Excerpts from bounding box data
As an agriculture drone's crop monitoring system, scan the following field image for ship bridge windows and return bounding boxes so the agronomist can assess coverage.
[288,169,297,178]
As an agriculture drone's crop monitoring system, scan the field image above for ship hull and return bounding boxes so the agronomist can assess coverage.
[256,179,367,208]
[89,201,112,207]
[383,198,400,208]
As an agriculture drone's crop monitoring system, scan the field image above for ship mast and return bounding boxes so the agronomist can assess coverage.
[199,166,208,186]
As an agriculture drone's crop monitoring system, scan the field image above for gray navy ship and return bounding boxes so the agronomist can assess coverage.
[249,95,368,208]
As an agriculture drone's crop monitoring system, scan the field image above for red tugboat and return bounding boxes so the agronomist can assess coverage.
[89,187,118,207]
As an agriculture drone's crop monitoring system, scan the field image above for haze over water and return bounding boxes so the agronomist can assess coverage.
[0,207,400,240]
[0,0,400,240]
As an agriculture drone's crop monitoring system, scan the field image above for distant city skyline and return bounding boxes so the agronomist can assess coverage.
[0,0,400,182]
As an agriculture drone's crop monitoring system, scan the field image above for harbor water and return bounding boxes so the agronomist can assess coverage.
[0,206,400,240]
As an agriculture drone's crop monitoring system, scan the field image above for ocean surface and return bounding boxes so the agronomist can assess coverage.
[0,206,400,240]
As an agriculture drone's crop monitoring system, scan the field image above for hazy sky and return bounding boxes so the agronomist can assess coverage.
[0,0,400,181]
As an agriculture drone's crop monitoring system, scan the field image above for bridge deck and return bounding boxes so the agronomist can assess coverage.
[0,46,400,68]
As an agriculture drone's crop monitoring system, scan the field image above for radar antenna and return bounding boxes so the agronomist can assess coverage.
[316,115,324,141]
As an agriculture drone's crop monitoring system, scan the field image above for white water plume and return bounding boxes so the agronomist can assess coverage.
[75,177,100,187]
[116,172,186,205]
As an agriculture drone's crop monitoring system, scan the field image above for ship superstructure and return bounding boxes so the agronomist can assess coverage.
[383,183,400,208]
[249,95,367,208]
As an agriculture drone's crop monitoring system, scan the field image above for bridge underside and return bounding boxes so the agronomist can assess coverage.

#### [What is expected]
Copy out, unchanged, the lines from the one containing "for ship superstructure" through the last line of the rows, both included.

#### [Complete response]
As an agriculture drone's crop monitoring system, scan the field image above for ship superstructure and return bounding boxes so the agronomist can assess coverage.
[383,183,400,208]
[249,95,367,208]
As an agriculture drone's crop monitoring system, scan the field image above for bridge underside and return bounding boxes so the agronomist can assess coverage.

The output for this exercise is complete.